Problem: Print the line that contains "Target: parked car" and every line after it through the last line of the records below, exactly as written and nothing else.

Dataset entries:
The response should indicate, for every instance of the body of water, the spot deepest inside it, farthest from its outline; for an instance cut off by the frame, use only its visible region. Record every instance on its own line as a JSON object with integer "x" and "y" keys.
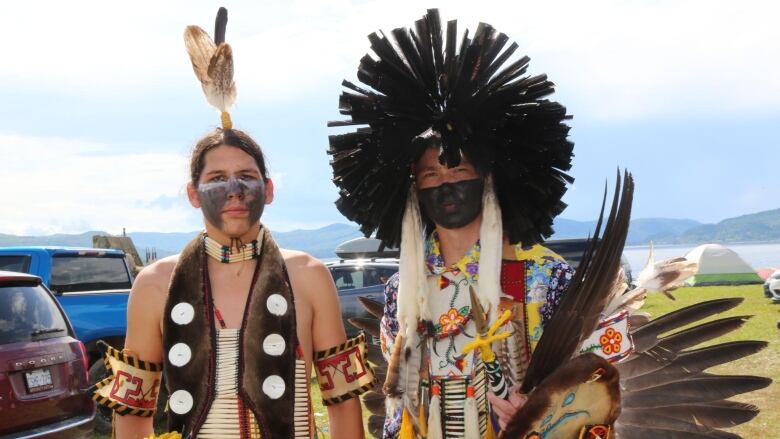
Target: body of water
{"x": 757, "y": 255}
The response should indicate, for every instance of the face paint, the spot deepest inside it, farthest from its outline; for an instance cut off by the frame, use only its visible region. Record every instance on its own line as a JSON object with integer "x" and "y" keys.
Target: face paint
{"x": 453, "y": 205}
{"x": 217, "y": 196}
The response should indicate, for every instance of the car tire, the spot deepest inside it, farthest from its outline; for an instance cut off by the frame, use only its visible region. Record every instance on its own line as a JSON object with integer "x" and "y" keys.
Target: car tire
{"x": 102, "y": 414}
{"x": 103, "y": 423}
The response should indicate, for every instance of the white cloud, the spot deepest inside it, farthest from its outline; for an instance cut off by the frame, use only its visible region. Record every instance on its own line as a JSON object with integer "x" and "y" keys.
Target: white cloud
{"x": 56, "y": 185}
{"x": 611, "y": 59}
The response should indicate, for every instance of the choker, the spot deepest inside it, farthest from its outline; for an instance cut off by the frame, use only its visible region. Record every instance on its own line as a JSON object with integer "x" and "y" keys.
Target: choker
{"x": 236, "y": 252}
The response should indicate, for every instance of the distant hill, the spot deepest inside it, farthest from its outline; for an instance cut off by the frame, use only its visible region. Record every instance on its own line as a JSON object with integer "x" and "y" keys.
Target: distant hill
{"x": 79, "y": 240}
{"x": 321, "y": 243}
{"x": 761, "y": 226}
{"x": 641, "y": 231}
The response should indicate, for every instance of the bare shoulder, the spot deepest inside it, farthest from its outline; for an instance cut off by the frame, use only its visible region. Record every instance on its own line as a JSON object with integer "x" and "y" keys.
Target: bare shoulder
{"x": 307, "y": 273}
{"x": 151, "y": 284}
{"x": 300, "y": 261}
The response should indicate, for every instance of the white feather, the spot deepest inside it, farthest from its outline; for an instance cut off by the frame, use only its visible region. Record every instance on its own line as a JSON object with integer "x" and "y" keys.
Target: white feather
{"x": 491, "y": 238}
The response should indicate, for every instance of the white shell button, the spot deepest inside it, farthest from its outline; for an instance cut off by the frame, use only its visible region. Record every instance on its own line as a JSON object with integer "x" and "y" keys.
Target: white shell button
{"x": 182, "y": 313}
{"x": 273, "y": 386}
{"x": 276, "y": 304}
{"x": 180, "y": 402}
{"x": 180, "y": 354}
{"x": 274, "y": 345}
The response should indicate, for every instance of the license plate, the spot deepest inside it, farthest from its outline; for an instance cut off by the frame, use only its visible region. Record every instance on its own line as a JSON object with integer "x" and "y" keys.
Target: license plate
{"x": 38, "y": 380}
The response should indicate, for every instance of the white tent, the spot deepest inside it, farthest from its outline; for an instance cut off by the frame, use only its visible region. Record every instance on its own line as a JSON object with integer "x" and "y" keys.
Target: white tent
{"x": 719, "y": 265}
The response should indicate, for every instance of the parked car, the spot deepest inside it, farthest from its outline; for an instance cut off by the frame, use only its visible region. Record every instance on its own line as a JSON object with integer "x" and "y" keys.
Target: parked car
{"x": 572, "y": 249}
{"x": 43, "y": 367}
{"x": 772, "y": 287}
{"x": 92, "y": 285}
{"x": 363, "y": 270}
{"x": 360, "y": 278}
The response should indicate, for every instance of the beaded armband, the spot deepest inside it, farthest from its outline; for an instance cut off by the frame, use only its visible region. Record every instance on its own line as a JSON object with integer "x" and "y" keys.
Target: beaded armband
{"x": 343, "y": 371}
{"x": 598, "y": 431}
{"x": 131, "y": 385}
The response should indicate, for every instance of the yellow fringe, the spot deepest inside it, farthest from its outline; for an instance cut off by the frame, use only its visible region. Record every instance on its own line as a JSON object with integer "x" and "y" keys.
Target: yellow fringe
{"x": 490, "y": 434}
{"x": 423, "y": 421}
{"x": 170, "y": 435}
{"x": 407, "y": 429}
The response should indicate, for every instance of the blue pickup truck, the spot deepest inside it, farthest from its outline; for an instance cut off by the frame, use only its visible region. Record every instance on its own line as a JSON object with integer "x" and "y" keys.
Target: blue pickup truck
{"x": 91, "y": 284}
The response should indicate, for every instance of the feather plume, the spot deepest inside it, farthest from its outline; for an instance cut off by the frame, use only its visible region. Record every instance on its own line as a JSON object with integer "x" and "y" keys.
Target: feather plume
{"x": 411, "y": 378}
{"x": 701, "y": 333}
{"x": 632, "y": 432}
{"x": 647, "y": 336}
{"x": 220, "y": 26}
{"x": 665, "y": 275}
{"x": 664, "y": 423}
{"x": 718, "y": 414}
{"x": 695, "y": 390}
{"x": 212, "y": 62}
{"x": 395, "y": 369}
{"x": 588, "y": 293}
{"x": 694, "y": 362}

Task solution:
Target: parked car
{"x": 572, "y": 249}
{"x": 43, "y": 367}
{"x": 772, "y": 287}
{"x": 92, "y": 285}
{"x": 363, "y": 270}
{"x": 360, "y": 278}
The response should indicate, for every instance of the beaded armband, the spot deepest inside it, farthest from its outline; for an instance cut off by the frame, use only its visible region. Record every instance on its own line as a JSON object with integer "x" and "y" keys.
Target: beaded armband
{"x": 343, "y": 371}
{"x": 598, "y": 431}
{"x": 131, "y": 385}
The response should indicate, for every instance of the yellow fringe, the spot deepest inside it, farthest from its outline; for an instance cut off by the frame, use only its visible region. Record every instance on its own line as a JSON object with integer "x" and "y" keys.
Target: yellow fringe
{"x": 490, "y": 434}
{"x": 423, "y": 421}
{"x": 170, "y": 435}
{"x": 407, "y": 429}
The response should indicate, for every instance of the blue pickup truck, the spot deepest inside it, farthest from its outline; for an instance cut off by the frame, use only its visible region. Record every instance on its own line as a JSON object with integer "x" and "y" keys.
Target: blue pickup truck
{"x": 91, "y": 284}
The response should indicate, for every instance of the feather plume, the spot deepest inside it, farthest from its outline; for an instance cut off by the frame, use only its visible region. Record every instance on its own line as a JSON object with integer "x" and "y" keys.
Target: feather plume
{"x": 411, "y": 378}
{"x": 701, "y": 333}
{"x": 632, "y": 432}
{"x": 647, "y": 336}
{"x": 220, "y": 26}
{"x": 665, "y": 275}
{"x": 664, "y": 423}
{"x": 718, "y": 414}
{"x": 695, "y": 390}
{"x": 212, "y": 62}
{"x": 395, "y": 369}
{"x": 588, "y": 293}
{"x": 694, "y": 362}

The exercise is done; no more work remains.